Instructions to follow: Rename "ambulance tail light" to "ambulance brake light" in everything from the start of the data down to the line containing "194 155 L 196", keeping all else unchanged, and give those lines again without the picture.

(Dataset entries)
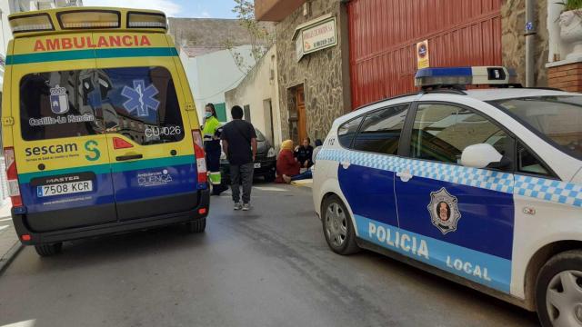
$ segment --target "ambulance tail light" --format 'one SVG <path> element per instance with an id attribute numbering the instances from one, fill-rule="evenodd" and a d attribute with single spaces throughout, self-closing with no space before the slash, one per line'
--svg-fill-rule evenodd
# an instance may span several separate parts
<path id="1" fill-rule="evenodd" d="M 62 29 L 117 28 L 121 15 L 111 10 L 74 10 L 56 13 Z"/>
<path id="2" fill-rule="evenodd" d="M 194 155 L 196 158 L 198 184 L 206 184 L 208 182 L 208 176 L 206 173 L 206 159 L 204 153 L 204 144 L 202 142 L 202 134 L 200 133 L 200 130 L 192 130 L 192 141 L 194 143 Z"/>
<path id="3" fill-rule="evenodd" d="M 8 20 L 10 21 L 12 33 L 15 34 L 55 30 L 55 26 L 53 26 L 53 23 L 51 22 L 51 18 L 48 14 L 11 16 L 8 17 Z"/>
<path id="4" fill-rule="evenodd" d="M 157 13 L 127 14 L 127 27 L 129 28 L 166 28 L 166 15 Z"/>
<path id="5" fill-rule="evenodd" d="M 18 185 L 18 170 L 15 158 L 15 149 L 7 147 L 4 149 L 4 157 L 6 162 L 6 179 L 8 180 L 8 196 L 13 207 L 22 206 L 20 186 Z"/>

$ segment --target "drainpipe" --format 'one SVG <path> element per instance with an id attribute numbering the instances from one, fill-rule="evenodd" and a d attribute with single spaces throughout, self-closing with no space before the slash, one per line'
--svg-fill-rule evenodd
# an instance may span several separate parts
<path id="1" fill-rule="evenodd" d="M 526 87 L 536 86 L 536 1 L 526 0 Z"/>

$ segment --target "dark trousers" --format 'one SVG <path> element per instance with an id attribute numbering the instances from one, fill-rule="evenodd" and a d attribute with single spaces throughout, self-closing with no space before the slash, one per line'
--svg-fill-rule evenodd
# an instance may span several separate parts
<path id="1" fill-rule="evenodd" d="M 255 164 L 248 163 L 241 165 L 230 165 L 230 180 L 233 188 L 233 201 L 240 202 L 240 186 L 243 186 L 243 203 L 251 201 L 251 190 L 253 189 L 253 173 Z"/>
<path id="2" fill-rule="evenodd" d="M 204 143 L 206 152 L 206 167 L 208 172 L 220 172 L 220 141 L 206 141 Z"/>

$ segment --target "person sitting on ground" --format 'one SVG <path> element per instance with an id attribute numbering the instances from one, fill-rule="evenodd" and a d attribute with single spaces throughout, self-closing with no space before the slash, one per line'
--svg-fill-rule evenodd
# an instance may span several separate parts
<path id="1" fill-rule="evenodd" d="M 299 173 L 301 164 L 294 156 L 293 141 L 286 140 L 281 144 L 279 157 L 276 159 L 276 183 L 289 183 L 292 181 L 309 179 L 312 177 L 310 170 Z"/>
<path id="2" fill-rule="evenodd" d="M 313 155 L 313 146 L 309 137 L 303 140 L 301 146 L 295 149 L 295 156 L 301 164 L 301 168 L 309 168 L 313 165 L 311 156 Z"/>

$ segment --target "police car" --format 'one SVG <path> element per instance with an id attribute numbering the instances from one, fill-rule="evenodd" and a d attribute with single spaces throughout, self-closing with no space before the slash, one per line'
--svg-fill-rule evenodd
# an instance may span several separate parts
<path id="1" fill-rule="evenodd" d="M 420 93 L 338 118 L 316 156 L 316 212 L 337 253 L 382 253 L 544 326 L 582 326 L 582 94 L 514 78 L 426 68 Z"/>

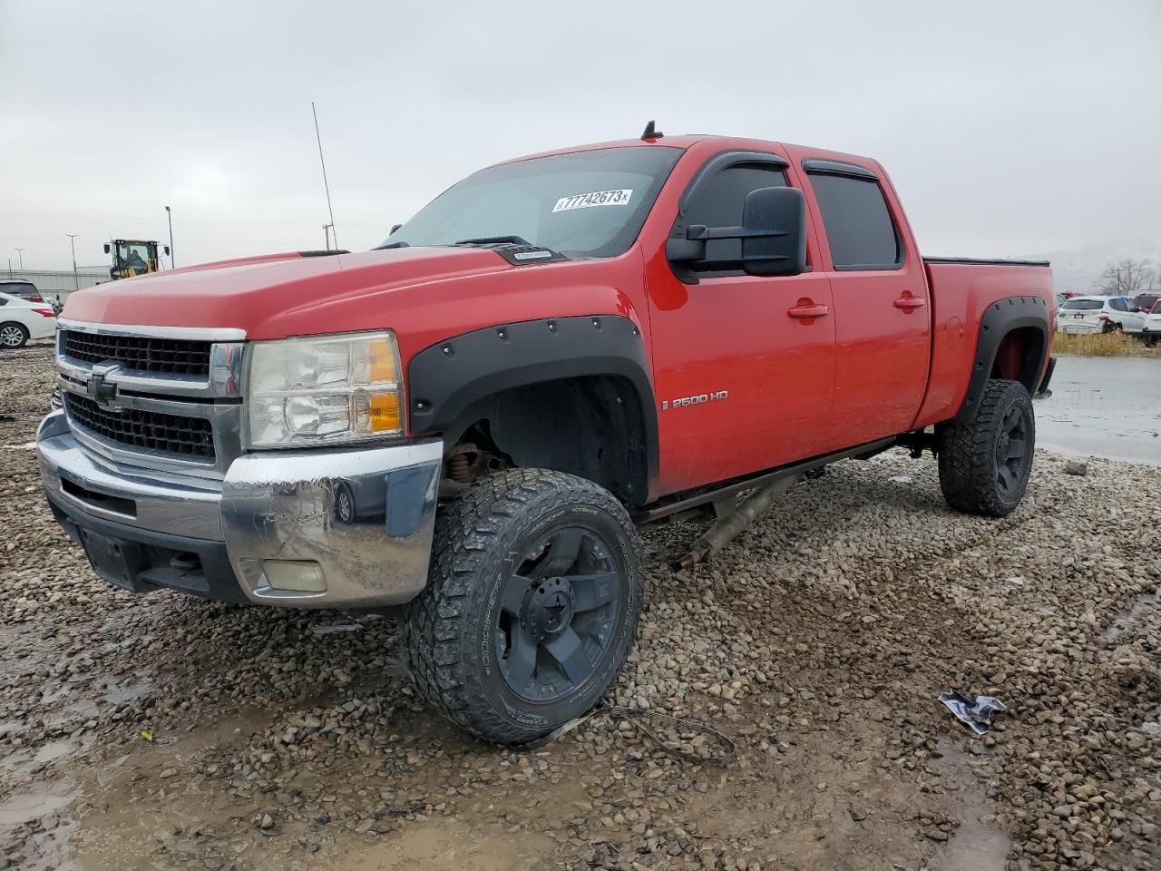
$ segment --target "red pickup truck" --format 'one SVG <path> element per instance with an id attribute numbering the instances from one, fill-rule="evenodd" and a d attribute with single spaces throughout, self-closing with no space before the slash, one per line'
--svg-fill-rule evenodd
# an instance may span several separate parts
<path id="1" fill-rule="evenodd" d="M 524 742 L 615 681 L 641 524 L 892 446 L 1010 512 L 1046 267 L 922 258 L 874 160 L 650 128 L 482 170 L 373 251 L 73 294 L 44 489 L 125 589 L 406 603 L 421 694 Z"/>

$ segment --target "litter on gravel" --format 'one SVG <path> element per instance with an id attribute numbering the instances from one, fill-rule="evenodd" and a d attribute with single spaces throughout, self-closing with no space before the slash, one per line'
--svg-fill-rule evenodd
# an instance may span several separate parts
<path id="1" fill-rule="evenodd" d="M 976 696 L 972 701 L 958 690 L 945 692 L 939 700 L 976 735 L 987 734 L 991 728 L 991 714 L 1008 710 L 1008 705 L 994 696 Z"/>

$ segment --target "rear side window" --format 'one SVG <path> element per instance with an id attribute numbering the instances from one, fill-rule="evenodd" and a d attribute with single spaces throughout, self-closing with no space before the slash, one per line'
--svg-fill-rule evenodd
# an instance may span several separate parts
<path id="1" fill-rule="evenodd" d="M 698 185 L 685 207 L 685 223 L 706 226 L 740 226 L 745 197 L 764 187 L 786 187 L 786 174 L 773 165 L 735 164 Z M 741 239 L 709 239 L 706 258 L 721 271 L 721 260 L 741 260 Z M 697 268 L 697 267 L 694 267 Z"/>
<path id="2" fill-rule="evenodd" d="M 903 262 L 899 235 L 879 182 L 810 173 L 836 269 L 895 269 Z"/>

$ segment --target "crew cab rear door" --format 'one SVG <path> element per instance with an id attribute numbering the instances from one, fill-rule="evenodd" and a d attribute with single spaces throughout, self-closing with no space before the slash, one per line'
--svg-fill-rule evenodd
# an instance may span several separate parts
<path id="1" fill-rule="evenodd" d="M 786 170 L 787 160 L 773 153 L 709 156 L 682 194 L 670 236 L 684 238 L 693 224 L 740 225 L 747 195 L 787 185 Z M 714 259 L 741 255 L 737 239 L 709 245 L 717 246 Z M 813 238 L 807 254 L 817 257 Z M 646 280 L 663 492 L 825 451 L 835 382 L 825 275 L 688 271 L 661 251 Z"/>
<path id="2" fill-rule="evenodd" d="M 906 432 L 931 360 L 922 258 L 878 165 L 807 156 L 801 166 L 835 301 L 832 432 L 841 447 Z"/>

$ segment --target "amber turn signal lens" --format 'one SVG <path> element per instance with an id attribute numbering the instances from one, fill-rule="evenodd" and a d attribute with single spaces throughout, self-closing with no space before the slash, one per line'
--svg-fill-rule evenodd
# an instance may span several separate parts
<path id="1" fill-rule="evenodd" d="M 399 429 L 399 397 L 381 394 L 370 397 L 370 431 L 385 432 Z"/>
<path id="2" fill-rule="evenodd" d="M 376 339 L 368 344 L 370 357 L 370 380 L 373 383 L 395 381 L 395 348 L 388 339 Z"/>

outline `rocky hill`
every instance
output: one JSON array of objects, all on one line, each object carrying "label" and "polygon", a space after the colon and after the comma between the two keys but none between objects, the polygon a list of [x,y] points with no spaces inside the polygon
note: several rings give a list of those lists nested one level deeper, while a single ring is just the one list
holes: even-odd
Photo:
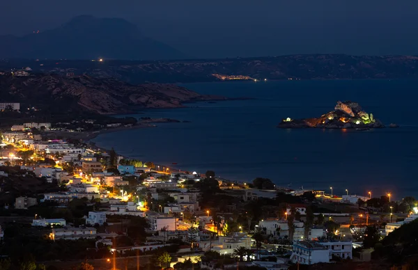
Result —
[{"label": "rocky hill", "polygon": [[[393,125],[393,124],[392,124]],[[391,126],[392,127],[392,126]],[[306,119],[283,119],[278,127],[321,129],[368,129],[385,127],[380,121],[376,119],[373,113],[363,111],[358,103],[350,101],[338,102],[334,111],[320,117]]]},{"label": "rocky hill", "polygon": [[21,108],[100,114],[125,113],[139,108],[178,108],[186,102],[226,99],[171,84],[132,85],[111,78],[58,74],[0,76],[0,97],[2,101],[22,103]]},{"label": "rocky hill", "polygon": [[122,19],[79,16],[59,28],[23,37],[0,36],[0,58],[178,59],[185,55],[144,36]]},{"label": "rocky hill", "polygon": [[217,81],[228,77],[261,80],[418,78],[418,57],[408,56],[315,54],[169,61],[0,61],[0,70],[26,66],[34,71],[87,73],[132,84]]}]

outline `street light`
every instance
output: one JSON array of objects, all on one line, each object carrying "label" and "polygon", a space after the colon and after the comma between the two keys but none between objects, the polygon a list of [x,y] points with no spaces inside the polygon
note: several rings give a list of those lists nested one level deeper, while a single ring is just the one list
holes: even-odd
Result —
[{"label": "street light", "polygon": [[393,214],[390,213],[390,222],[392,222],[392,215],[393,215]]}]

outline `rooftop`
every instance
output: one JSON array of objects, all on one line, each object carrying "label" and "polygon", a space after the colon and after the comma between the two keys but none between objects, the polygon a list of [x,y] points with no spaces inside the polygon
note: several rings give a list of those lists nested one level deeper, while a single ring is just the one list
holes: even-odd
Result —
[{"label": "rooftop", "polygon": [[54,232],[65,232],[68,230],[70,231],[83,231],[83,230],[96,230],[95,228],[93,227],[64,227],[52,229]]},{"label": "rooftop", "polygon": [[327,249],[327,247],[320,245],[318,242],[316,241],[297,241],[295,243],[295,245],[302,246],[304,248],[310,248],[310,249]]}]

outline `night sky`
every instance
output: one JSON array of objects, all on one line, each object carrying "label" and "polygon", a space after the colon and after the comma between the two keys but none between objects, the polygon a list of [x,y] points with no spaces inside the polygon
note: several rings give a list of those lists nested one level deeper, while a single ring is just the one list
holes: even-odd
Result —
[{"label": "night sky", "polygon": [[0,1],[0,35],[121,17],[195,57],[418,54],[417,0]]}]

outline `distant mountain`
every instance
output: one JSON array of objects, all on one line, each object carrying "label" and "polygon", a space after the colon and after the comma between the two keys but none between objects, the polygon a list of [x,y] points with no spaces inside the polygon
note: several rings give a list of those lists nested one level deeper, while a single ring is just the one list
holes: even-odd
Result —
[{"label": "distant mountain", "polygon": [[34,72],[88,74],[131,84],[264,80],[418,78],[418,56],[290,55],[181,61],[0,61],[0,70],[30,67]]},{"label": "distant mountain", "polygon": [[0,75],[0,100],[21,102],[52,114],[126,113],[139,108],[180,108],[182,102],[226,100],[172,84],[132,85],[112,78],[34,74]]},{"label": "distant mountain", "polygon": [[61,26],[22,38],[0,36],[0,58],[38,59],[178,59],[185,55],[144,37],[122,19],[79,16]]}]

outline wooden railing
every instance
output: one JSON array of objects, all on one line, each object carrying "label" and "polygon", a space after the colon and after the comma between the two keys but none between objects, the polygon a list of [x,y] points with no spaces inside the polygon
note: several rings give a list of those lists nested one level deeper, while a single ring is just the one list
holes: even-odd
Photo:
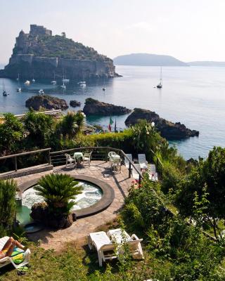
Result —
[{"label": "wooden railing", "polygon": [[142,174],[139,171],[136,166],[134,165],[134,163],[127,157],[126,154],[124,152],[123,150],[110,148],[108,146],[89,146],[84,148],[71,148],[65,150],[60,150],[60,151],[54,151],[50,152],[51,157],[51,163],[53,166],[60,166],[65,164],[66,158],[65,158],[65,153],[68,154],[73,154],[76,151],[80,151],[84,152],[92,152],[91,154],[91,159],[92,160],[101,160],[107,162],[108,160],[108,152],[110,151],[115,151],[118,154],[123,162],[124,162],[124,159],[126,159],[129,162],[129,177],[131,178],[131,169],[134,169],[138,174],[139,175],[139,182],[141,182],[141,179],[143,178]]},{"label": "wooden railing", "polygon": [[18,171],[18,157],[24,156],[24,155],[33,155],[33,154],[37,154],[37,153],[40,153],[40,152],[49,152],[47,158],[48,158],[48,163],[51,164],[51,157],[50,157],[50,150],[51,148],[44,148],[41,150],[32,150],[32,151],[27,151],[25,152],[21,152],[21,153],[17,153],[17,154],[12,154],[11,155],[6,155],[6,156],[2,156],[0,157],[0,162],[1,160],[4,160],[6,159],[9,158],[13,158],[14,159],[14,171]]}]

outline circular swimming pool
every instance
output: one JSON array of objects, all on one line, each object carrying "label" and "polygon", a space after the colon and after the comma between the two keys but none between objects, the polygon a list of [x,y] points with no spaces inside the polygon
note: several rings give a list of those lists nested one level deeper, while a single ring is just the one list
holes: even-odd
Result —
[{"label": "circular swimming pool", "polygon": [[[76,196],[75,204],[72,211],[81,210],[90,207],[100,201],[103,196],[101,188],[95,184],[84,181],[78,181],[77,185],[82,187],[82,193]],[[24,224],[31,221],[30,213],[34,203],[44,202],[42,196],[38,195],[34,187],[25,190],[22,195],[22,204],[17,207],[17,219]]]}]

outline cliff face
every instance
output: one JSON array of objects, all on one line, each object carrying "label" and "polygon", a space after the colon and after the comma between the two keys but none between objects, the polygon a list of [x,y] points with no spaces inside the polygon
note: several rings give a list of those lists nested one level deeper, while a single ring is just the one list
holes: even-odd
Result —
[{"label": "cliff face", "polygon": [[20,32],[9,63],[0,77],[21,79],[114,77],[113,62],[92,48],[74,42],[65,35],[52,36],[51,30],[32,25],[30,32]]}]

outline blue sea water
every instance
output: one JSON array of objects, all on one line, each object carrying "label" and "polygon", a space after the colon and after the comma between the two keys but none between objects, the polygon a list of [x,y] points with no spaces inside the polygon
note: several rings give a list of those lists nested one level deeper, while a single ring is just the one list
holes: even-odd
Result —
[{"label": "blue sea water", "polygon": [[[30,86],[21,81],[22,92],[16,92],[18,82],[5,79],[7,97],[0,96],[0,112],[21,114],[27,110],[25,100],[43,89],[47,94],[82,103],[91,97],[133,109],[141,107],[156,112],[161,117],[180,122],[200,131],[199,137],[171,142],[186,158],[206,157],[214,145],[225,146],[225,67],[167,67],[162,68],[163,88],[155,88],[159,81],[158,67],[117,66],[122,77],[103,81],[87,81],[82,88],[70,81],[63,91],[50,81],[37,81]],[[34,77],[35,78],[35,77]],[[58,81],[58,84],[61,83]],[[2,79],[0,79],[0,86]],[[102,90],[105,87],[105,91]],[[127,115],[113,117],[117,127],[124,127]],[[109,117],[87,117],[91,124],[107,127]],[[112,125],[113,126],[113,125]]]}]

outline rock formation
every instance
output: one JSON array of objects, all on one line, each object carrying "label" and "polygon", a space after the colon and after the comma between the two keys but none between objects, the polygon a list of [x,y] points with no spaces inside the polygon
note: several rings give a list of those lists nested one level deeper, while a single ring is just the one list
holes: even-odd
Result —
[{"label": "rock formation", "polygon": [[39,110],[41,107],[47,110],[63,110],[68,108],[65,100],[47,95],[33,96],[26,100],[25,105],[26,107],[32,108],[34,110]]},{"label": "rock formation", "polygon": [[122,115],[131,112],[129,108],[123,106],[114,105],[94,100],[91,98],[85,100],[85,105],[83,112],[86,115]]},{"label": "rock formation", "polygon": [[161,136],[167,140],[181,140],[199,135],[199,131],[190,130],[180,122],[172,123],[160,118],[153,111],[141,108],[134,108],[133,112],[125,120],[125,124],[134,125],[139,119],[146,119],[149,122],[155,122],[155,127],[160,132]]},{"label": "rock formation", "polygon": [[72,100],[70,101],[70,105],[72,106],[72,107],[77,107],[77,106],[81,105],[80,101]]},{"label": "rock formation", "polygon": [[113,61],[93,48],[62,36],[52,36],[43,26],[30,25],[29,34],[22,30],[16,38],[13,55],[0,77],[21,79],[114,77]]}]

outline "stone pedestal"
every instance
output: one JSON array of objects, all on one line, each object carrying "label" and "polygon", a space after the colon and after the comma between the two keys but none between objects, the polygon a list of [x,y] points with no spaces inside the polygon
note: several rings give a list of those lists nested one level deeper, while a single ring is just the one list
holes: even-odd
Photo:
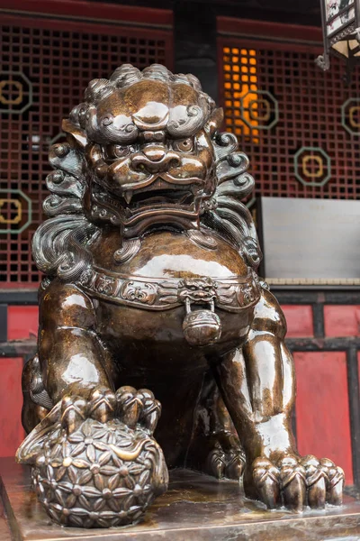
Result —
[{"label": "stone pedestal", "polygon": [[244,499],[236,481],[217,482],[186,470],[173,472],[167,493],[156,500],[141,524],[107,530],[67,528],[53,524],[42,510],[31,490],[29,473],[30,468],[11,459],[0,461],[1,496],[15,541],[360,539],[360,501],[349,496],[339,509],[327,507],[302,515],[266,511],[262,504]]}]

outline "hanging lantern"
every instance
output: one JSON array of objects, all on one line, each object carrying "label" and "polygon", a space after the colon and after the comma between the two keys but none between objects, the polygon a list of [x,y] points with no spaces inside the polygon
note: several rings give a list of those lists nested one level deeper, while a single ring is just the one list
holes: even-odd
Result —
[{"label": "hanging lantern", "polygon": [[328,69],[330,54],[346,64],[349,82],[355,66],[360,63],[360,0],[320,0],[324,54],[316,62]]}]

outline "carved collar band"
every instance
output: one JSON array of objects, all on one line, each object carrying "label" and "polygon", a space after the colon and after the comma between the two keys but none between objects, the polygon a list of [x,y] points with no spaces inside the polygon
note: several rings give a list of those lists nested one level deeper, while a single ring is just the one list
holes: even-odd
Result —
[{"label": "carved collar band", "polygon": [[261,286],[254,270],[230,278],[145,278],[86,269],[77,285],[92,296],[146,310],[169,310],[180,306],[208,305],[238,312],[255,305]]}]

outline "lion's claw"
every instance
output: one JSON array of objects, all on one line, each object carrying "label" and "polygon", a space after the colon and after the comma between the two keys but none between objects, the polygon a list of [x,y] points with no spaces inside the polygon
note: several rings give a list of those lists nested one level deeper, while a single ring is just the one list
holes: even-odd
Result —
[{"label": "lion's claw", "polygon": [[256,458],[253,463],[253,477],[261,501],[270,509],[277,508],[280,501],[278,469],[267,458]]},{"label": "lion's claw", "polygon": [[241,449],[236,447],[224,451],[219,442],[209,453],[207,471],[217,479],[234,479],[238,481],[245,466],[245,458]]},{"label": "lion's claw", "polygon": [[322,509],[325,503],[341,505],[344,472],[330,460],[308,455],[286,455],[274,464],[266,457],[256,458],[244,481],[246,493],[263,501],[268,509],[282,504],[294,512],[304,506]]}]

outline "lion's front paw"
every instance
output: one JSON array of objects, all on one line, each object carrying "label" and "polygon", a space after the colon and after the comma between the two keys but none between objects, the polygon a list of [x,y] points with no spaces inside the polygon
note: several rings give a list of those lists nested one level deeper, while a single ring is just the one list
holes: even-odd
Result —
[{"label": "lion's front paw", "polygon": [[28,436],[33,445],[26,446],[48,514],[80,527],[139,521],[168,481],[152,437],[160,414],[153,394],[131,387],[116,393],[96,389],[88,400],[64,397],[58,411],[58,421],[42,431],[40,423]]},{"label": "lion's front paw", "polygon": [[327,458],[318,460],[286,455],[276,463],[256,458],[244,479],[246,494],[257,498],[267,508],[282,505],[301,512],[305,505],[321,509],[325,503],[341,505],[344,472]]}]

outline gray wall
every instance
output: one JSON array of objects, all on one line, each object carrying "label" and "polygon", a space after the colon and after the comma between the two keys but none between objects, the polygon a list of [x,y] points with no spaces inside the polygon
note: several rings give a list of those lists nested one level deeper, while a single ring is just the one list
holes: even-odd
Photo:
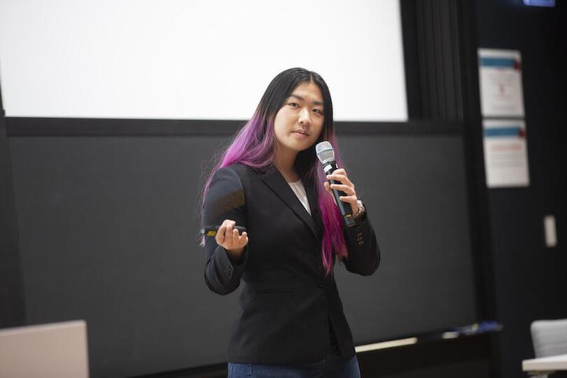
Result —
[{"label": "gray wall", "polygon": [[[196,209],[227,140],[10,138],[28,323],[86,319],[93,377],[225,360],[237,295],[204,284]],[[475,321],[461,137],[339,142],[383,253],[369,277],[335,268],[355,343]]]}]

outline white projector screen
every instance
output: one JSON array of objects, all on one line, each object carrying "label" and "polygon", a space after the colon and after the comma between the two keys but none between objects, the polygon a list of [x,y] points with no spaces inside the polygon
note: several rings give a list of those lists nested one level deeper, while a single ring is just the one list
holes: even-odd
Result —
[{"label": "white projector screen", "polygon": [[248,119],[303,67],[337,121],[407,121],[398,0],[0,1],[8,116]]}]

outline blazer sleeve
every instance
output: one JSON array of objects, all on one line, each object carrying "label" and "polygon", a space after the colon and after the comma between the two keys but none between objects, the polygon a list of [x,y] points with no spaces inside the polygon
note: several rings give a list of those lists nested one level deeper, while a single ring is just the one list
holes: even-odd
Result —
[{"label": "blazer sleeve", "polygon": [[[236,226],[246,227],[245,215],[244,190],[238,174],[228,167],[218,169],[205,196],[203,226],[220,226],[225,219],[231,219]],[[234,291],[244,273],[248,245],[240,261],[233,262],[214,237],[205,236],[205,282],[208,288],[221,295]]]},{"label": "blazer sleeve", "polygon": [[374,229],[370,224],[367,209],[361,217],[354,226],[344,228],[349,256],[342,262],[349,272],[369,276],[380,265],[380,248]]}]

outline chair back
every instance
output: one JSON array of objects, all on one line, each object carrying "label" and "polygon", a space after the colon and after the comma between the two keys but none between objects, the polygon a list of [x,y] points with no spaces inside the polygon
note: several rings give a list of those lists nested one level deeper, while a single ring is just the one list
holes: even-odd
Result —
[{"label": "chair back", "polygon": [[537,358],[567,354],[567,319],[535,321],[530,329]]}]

Written reply:
$ segment --target "ambulance brake light" --format 'one SVG <path> element per instance with an id attribute numbering the instances from one, fill-rule="evenodd" and a d attribute with single spaces throughout, self-closing with no space before the slash, one per line'
--svg-fill-rule evenodd
# an instance may span several separate parts
<path id="1" fill-rule="evenodd" d="M 62 29 L 117 28 L 121 15 L 111 10 L 74 10 L 56 13 Z"/>
<path id="2" fill-rule="evenodd" d="M 194 155 L 196 158 L 198 184 L 206 184 L 208 182 L 208 176 L 206 173 L 206 159 L 204 153 L 204 144 L 202 142 L 202 134 L 200 133 L 200 130 L 192 130 L 192 141 L 194 143 Z"/>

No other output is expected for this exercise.